-------- Records for this exercise --------
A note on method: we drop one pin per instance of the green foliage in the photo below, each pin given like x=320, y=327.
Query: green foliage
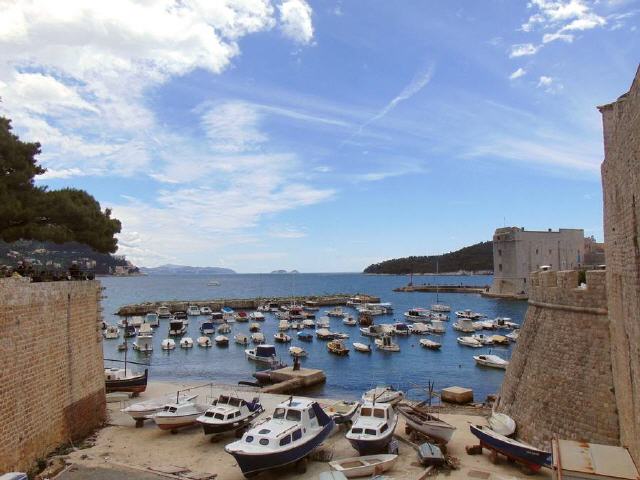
x=35, y=213
x=473, y=258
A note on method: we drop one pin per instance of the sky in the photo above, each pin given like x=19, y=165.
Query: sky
x=320, y=135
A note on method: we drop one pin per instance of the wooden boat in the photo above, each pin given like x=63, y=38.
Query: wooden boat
x=298, y=426
x=425, y=423
x=528, y=455
x=364, y=466
x=337, y=347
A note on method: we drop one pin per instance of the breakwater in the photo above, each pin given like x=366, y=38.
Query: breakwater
x=238, y=303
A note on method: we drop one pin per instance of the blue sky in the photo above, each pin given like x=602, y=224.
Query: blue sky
x=319, y=135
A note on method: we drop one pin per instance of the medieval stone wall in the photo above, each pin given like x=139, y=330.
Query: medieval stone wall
x=621, y=188
x=52, y=377
x=559, y=381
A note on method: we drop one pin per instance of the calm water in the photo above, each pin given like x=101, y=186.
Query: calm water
x=347, y=377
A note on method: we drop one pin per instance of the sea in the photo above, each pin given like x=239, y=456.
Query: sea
x=412, y=369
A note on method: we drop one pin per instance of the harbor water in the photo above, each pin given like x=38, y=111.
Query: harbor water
x=347, y=377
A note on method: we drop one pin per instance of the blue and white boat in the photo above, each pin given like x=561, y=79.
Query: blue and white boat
x=297, y=427
x=532, y=457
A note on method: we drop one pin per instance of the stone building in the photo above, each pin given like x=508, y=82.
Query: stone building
x=518, y=252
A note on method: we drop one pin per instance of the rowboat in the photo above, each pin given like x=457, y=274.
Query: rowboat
x=364, y=466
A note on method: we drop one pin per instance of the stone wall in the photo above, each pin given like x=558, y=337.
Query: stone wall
x=52, y=387
x=559, y=381
x=621, y=188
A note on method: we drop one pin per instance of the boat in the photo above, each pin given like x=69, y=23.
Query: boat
x=297, y=352
x=177, y=327
x=383, y=394
x=298, y=426
x=305, y=336
x=469, y=342
x=262, y=353
x=521, y=452
x=366, y=466
x=111, y=332
x=420, y=420
x=257, y=338
x=207, y=328
x=178, y=415
x=493, y=361
x=337, y=347
x=502, y=423
x=228, y=413
x=430, y=344
x=373, y=427
x=386, y=344
x=362, y=347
--------
Your objective: The answer must be the full set of records, repeated exactly, with no pictures.

Written response:
A note on method: we drop one pin per instance of the green foliage in the photo below, each pin given like x=320, y=327.
Query: green foliage
x=35, y=213
x=473, y=258
A note on method: we drop one pin per instance of the sky in the photo above, each pin given like x=19, y=165.
Query: sky
x=320, y=135
A note on method: we drop one pin per instance of the wooden boat in the photo above, each pin given like x=63, y=38.
Query: wooden boat
x=298, y=426
x=425, y=423
x=528, y=455
x=364, y=466
x=337, y=347
A note on method: we drop one pin per instance of the breakwater in the photo above, each pin given like x=366, y=38.
Query: breakwater
x=238, y=303
A note on method: we drop one pin per instance of the blue sky in the photo above, each pin given like x=602, y=224.
Query: blue sky
x=319, y=135
A note on method: we drop one pin per instance of the medieval stone wall in the photo above, each pin given like x=139, y=330.
Query: medieval stone wall
x=621, y=188
x=52, y=377
x=559, y=381
A note on method: we drop one pin per instance of the calm water in the photo above, each pin given like x=101, y=186.
Query: calm water
x=347, y=377
A note on method: we drop one pin per instance of the sea in the photo above, each pin given like x=239, y=456.
Query: sea
x=412, y=369
A note on method: we drop one pin per instance of the harbor water in the photo above, each pin given like x=38, y=111.
Query: harbor water
x=347, y=377
A note on method: we drop one pin per instance of the blue and white boat in the photo above, each pin given like x=561, y=79.
Query: blue and white boat
x=297, y=427
x=532, y=457
A note on method: we drop one pin per instance of the stone building in the photo above, each pin given like x=508, y=82.
Query: stone building
x=518, y=252
A note on method: we drop one pin per instance of the rowboat in the photo above, each pin given like x=457, y=274.
Query: rowboat
x=364, y=466
A note on method: we drop one pin per instance of the stone wall in the photo above, each pin given like x=558, y=337.
Query: stone wall
x=52, y=387
x=559, y=381
x=621, y=188
A note on method: we drop one pin per instance of the boat in the photo above, each pin given like x=69, y=23.
Query: boat
x=297, y=352
x=177, y=327
x=383, y=394
x=298, y=426
x=305, y=336
x=469, y=342
x=262, y=353
x=521, y=452
x=366, y=466
x=111, y=332
x=420, y=420
x=257, y=338
x=207, y=328
x=178, y=415
x=493, y=361
x=337, y=347
x=502, y=423
x=228, y=413
x=430, y=344
x=373, y=427
x=386, y=344
x=362, y=347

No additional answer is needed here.